(Pointing dataset excerpts)
┌──
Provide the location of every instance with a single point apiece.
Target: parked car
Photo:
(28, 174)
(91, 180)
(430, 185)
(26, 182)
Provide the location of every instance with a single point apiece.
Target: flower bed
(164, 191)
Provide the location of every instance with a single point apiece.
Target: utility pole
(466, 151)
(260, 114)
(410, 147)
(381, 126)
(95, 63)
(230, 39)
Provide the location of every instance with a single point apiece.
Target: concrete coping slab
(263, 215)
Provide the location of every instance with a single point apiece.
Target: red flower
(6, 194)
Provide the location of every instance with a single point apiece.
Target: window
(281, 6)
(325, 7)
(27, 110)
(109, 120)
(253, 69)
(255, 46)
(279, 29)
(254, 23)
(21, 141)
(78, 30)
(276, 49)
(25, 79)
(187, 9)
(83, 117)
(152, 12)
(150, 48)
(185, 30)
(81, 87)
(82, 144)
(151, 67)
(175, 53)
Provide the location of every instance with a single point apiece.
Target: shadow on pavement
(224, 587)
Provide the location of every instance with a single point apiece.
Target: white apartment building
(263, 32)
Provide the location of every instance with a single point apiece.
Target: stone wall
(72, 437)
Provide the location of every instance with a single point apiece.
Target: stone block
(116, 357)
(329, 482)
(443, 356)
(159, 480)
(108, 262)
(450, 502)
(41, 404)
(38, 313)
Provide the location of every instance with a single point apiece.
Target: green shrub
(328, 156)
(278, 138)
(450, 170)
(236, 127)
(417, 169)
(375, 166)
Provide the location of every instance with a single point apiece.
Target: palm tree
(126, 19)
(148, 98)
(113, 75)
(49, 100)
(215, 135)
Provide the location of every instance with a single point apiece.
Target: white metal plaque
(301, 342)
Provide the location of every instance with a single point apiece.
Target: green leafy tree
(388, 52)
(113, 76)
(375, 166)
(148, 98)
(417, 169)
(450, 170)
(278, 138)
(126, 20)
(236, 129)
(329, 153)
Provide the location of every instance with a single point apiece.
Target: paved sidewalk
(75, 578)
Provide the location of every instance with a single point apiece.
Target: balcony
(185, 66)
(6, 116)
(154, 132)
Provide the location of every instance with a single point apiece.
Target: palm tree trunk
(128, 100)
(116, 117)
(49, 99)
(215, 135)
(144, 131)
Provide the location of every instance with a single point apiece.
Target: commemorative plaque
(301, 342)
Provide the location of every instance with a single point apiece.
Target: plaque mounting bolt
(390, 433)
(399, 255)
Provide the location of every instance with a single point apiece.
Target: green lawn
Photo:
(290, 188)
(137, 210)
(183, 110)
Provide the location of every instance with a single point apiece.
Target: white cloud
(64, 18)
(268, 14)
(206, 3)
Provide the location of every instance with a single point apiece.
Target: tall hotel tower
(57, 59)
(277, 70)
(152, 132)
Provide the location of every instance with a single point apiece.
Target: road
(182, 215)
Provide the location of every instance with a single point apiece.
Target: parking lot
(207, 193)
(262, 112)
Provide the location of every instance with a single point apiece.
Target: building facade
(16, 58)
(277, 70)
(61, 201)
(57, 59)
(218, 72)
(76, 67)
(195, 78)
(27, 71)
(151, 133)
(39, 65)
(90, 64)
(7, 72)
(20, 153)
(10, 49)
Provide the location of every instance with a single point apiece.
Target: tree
└──
What is needed — Repeat every entry word for word.

Output of the task —
Provide the location of every instance with a single point apiece.
Target: parked car
Photo:
(28, 174)
(91, 180)
(430, 185)
(26, 182)
Provide the location of every instance with a single point apiece.
Target: flower bed
(164, 191)
Provide the location of every instance with a single point apiece.
Target: utility pole
(466, 151)
(260, 114)
(410, 147)
(381, 126)
(95, 63)
(230, 39)
Provide the location of every instance with a single point apiece.
Target: concrete coping slab
(263, 215)
Provide the location of every instance with a single point apiece.
Target: red flower
(6, 194)
Provide the location of every instance with a single point apiece.
Target: window
(281, 6)
(325, 7)
(27, 110)
(109, 120)
(253, 69)
(255, 46)
(279, 29)
(254, 23)
(21, 141)
(78, 30)
(276, 49)
(25, 79)
(187, 9)
(83, 117)
(152, 12)
(150, 48)
(185, 30)
(81, 87)
(82, 144)
(151, 67)
(175, 53)
Provide the location of every instance with a single point apiece.
Target: shadow on pavement
(224, 587)
Provide the location of every instance with a single point apiece.
Target: white apartment building
(263, 32)
Provide the location of every instance with a single point apiece.
Target: stone wall
(72, 437)
Provide the location of every instance with a single point apiece.
Target: stone block
(116, 357)
(329, 482)
(443, 356)
(159, 480)
(108, 262)
(450, 502)
(41, 404)
(38, 313)
Provide the location of every instance with a single point apiece.
Target: green shrub
(328, 156)
(278, 138)
(450, 170)
(236, 127)
(417, 169)
(375, 166)
Provide the location of every instance with a single point apiece.
Target: palm tree
(126, 19)
(148, 98)
(113, 75)
(49, 100)
(215, 135)
Provide the location of every instance with a single point apiece.
Target: white metal plaque
(301, 342)
Provide the location of every instance with a single point apiece.
Target: green leafy tree
(388, 52)
(113, 76)
(375, 166)
(148, 98)
(417, 169)
(450, 170)
(278, 138)
(126, 20)
(236, 129)
(329, 153)
Provide the location of every instance with a single point apiece.
Target: paved sidewalk
(75, 578)
Provide the location of every instance with a single point apiece.
Target: balcony
(185, 66)
(6, 116)
(154, 132)
Provide the location of every instance with a single point apiece.
Target: palm tree trunk
(128, 100)
(116, 117)
(49, 99)
(215, 135)
(144, 131)
Provide the location of every instance with a single point apiece.
Target: commemorative plaque
(301, 342)
Provide the location of every instance with a single point apiece.
Target: plaque mounting bolt
(390, 433)
(399, 255)
Provide the location of every instance with a single point apiece.
Target: green lawn
Photo:
(290, 188)
(137, 210)
(183, 110)
Provide the location of every instance with a single point apiece.
Target: white cloud
(64, 18)
(268, 14)
(206, 3)
Provide the location of every instance with a single point apiece.
Target: tall hotel tower
(57, 59)
(277, 70)
(152, 132)
Provide the location of every instance with a single point apiece.
Target: road
(182, 215)
Provide the location of every instance with a single point apiece.
Target: parking lot
(207, 193)
(262, 112)
Provide the location of every instance with a single point apiece.
Target: building facade
(16, 58)
(277, 70)
(61, 201)
(57, 59)
(218, 72)
(76, 67)
(195, 78)
(27, 71)
(151, 133)
(39, 65)
(90, 64)
(7, 72)
(20, 153)
(10, 49)
Provide the location of every instance with a single point apiece.
Target: tree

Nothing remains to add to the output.